* _Source passage_:
######

Parallel Mothers Ingeniously Links the Personal and Political, Past and Present, History and Family History

Made in his trademark exuberant style, Pedro Almodovar’s new film stars Penelope Cruz.
Parallel Mothers Ingeniously Links the Personal and Political, Past and Present, History and Family History

Director: Pedro Almodovar

Writer: Pedro Almodovar

Cast: Penelope Cruz, Milena Smit, Israel Elejalde

Like most great movies, the opening shot of Parallel Mothers contains the film in its entirety. Penelope Cruz's character, Janis, is doing a magazine shoot with a man called Arturo (Israel Elejalde). It provides the film its gaze – which is not just that we will see it from Janis' point-of-view, but also that the movie will delve into what she is looking for. Janis does a swell job with the shoot (asking Arturo to smile with his eyes), but she's after something bigger. They strike up a conversation post shoot, sharing a laugh about using a human skull as a jokey prop – he is a forensic anthropologist. Then she tells him about a personal project she'd like him to undertake: excavating the mortal remains of her great grandfather, who, like many of his compatriots, was murdered by General Franco's men. This framing device is very Almodovar, an admission of the self-reflexive nature of image-making – justified further by the detail that the great grandfather was a photographer too – its woman's glossy aesthetic meeting an almost forensic, X-ray vision scan for truth. 

The whole story is literally born out of that scene, as moments later Janis and Arturo make love in a Madrid hotel room in the daytime. Only in the next scene – when we see her sharing a maternity ward with another woman, Ana (Milena Smit), their bellies swollen like balloons – do we find ourselves in the movie suggested in the title. The central drama concerns these two women, parallel mothers but also contrasting mothers: the unplanned pregnancy is a cause of distress for the adolescent Ana; whereas Janis is pleasantly surprised that she could conceive at forty. In fact she is thankful to Arturo, who she relieves of all responsibilities – single motherhood, she declares, is a family tradition.

######

* _Extracted information_:
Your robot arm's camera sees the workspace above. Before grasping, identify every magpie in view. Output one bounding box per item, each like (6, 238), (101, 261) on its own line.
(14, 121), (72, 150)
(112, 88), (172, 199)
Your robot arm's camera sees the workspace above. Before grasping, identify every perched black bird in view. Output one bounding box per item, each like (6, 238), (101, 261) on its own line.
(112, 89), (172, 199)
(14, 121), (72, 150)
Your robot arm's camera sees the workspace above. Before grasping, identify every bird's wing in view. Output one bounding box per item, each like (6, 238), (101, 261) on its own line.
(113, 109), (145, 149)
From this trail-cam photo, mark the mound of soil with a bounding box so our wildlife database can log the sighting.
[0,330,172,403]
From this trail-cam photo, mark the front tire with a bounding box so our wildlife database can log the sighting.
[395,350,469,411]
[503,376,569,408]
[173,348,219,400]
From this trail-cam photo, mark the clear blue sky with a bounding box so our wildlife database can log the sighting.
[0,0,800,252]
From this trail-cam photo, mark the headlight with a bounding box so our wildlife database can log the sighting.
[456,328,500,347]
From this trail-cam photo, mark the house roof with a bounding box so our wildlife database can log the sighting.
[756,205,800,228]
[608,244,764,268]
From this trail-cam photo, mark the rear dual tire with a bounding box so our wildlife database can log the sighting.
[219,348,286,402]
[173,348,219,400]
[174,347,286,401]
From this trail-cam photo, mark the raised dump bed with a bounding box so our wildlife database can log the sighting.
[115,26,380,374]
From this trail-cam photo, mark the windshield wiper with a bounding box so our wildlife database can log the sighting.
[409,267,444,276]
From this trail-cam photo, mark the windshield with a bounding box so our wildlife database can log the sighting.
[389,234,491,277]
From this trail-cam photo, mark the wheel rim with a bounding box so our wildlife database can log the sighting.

######

* _Assigned task 1_: Summarize the review of Parallel Mothers in two sentences.
* _Assigned task 2_: According to the review of Parallel Mothers, what is Arturo's profession?
* _Assigned task 3_: Using the review of Parallel Mothers, explain why Janis relieves Arturo of all responsibilities for the child.

* _Your solution 1_: During a magazine shoot at the start of Pedro Almodovar's Parallel Mothers, Janis (Penelope Cruz) asks forensic anthropologist Arturo to excavate the remains of her great grandfather, who was murdered by General Franco's men, and the two later make love in a Madrid hotel room. The central drama follows Janis and Ana, who share a maternity ward but feel differently about their pregnancies: the adolescent Ana is distressed by hers, while Janis is pleasantly surprised to have conceived at forty.

* _Your solution 2_: He is a forensic anthropologist.

* _Your solution 3_: Janis is thankful to Arturo and declares that single motherhood is a family tradition. For that reason, she does not expect him to take on any responsibility.